-- start Provided entries --
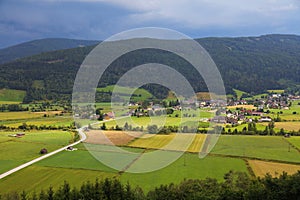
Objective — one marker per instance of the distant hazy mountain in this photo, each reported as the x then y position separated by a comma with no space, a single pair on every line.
40,46
251,64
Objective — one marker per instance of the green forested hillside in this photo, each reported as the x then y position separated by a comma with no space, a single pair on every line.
250,64
40,46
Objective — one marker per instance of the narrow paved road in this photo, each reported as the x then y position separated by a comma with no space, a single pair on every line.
82,138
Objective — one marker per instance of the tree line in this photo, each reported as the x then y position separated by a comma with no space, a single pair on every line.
234,186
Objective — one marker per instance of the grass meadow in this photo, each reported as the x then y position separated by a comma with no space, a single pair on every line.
15,151
262,147
9,95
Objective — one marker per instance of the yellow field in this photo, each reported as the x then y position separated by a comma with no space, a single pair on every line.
250,107
9,102
290,126
160,141
261,168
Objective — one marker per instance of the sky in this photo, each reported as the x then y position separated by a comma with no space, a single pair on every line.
25,20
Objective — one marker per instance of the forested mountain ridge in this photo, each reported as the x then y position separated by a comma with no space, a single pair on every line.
40,46
251,64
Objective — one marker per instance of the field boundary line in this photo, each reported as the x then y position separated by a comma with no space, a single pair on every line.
131,163
83,137
291,144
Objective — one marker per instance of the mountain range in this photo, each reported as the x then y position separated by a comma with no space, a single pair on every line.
250,64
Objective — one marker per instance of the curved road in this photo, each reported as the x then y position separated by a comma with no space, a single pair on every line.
82,138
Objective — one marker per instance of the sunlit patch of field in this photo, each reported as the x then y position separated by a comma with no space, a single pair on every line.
188,142
110,137
249,107
289,126
261,168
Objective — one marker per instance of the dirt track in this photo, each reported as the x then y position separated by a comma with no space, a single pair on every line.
115,137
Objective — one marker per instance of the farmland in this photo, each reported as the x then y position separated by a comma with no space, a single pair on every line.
38,178
295,141
269,148
11,96
261,168
15,151
161,142
258,154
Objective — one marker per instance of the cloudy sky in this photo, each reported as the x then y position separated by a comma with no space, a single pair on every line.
23,20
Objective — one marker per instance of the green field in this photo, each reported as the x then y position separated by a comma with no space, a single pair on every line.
47,121
289,114
239,93
259,126
124,92
15,151
9,95
189,166
276,91
263,147
36,178
79,166
161,120
18,115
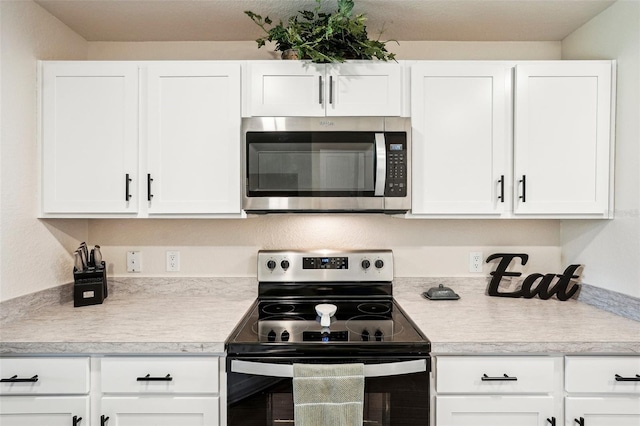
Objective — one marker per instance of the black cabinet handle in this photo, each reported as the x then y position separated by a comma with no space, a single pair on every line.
619,378
149,180
523,181
127,181
16,379
501,196
148,378
331,90
503,378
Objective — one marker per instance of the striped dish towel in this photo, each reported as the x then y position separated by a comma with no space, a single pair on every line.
328,394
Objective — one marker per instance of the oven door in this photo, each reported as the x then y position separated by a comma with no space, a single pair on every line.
260,392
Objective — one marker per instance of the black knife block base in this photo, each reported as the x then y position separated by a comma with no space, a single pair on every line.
90,287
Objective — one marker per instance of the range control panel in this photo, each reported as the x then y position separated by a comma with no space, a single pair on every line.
346,266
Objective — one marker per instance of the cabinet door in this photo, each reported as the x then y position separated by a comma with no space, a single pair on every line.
161,411
605,411
44,411
193,131
286,89
364,89
460,119
89,137
562,138
494,410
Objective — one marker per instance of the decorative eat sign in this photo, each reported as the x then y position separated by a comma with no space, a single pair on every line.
543,289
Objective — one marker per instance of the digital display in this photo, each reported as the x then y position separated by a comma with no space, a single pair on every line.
325,263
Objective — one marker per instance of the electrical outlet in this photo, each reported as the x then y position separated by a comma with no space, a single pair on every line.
173,261
134,261
475,261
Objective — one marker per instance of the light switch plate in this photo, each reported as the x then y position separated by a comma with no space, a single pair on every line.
134,261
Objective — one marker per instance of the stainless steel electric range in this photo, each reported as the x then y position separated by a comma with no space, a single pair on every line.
327,307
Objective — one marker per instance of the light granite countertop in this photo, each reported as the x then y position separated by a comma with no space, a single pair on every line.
195,316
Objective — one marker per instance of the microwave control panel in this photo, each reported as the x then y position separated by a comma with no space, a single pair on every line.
396,179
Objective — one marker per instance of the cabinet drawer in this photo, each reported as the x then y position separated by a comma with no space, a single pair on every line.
30,376
618,374
512,374
160,375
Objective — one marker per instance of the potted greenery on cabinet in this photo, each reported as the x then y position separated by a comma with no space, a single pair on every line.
323,37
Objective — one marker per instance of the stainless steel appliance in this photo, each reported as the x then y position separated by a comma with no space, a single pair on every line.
337,164
288,324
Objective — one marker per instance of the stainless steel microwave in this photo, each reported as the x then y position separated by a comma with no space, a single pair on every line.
327,164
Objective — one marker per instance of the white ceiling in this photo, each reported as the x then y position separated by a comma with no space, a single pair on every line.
224,20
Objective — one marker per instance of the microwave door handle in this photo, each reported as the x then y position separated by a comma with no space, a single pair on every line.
381,165
370,370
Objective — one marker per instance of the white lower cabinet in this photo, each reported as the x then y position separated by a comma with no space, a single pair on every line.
602,390
498,391
603,411
44,411
159,391
160,411
494,410
43,391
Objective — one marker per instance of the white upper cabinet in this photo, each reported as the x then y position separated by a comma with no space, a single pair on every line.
89,120
460,114
562,139
193,138
305,89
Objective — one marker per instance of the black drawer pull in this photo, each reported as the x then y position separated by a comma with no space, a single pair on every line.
16,379
504,378
148,378
149,180
619,378
501,196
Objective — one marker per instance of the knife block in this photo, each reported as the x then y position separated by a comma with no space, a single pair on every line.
90,286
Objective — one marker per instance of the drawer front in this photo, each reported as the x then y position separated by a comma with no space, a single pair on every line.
160,375
38,376
511,374
617,374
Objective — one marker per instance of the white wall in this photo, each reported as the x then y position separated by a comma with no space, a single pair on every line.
611,249
237,50
35,254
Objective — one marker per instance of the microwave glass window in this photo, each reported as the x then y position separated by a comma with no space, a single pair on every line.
301,163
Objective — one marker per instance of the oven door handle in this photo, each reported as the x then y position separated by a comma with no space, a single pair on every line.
381,165
370,370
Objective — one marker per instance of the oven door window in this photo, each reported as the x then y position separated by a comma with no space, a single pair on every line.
268,401
319,164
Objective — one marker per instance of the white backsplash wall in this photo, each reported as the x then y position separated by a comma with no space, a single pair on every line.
613,246
228,247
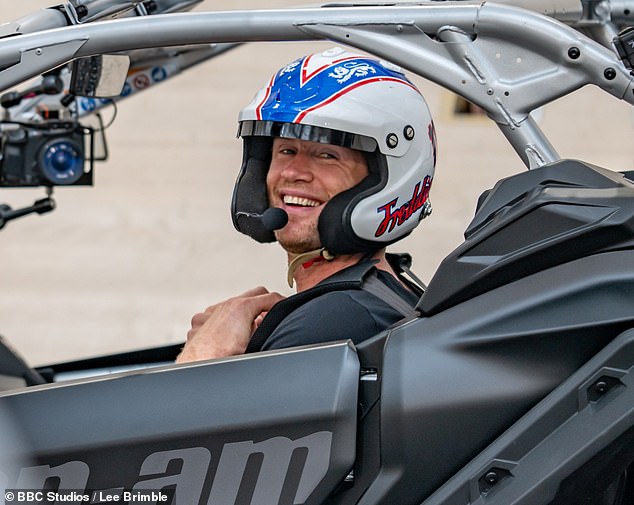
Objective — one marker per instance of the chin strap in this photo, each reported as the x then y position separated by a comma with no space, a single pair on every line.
307,259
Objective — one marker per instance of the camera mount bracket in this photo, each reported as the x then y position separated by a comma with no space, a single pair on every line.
39,206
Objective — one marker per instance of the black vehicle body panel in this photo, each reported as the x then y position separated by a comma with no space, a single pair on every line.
278,423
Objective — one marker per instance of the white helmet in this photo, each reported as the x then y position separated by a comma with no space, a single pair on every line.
354,101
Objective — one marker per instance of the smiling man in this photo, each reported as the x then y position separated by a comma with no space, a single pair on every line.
344,145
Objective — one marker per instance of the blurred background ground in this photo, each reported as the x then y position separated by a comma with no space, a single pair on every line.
125,264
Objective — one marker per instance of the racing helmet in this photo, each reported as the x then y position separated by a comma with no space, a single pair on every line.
354,101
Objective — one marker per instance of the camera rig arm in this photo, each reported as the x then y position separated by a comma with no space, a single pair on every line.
41,206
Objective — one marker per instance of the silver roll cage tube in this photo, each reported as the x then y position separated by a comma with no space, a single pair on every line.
507,60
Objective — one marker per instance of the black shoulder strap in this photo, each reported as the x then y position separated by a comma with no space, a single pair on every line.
360,276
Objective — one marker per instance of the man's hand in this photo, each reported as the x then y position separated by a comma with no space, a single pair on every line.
225,329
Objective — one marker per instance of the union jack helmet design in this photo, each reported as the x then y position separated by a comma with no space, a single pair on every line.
354,101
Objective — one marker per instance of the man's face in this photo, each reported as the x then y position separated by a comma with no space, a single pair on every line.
302,178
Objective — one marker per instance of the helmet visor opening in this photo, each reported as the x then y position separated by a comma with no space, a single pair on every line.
306,132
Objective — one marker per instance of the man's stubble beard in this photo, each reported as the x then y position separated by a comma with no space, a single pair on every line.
300,241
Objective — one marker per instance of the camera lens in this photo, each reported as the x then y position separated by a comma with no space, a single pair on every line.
62,161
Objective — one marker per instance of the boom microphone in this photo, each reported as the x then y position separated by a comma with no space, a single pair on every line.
272,218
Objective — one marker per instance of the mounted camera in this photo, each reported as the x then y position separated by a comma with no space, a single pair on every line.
48,154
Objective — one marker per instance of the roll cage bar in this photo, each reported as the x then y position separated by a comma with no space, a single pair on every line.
507,60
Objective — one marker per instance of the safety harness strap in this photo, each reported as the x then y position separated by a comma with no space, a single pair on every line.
360,276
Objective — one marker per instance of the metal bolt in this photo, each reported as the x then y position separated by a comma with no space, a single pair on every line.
82,11
491,478
601,387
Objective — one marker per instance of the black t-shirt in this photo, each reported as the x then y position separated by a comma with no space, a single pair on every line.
352,314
-- end Provided entries --
* **Work to be completed**: Quote only the lines from the one containing "Objective — one marker per instance of the man's hand" through the final line of the records, with both ends included.

* **Right answer**:
Objective — one marker per instance of the man's hand in this photo, each reported as the x then y position separated by a comma with no space, a single pair on every line.
225,329
Objective — one marker per instance of the union jack helmet design in this photo, each reported as the x then y position separated by a comma with no space, a single pair on every line.
354,101
Objective — one marker per instance of the man's face in this photo, each reported as the x then y position separated by a comma with no space, a single pair on every line.
302,178
Objective — one marker per instance of the helmet visor opening in this photo, each reported as the x then y position separated by a comma with no space, a single pair on every line.
306,132
Objective — one marker per instance of the man's stubble beard in this photo, each reported as the x then y position separated by a comma with no space, a single pair on every line.
300,241
Objective — one marker per instance of the camera lens in this photo, each reported as the x then y position separated by a comma with no space, a single pair on every line.
62,161
Objective — one marker per instance of the boom microphone in this photo, each reported as the x then y position separated by a comma with no space, a single pair on every line.
272,218
Objective — one marker per instance of the mounted camera in this photo, each reported as the x then y position separated by a comma with no space, a single pair on every line.
48,154
Objective — one marker per instance of the roll cage bar in this photo, each reported as the x then y position separated by a comma with no space, a single pair on every line.
507,60
Objective — one marker per instance of the safety harness strap in this photo, each reported as the x then y position separated by a comma with no space, a single pair on every line.
360,276
Objective — one marker per instance of the metal bolt in this photo, each reported as the x then y position separated by a comma with no space, a single pair on every line.
82,11
491,478
601,387
Objective — one marker per instance of the black t-shirt in this photo, each reported as the x then y position separated by a comma with no space, a single pair on every line.
352,314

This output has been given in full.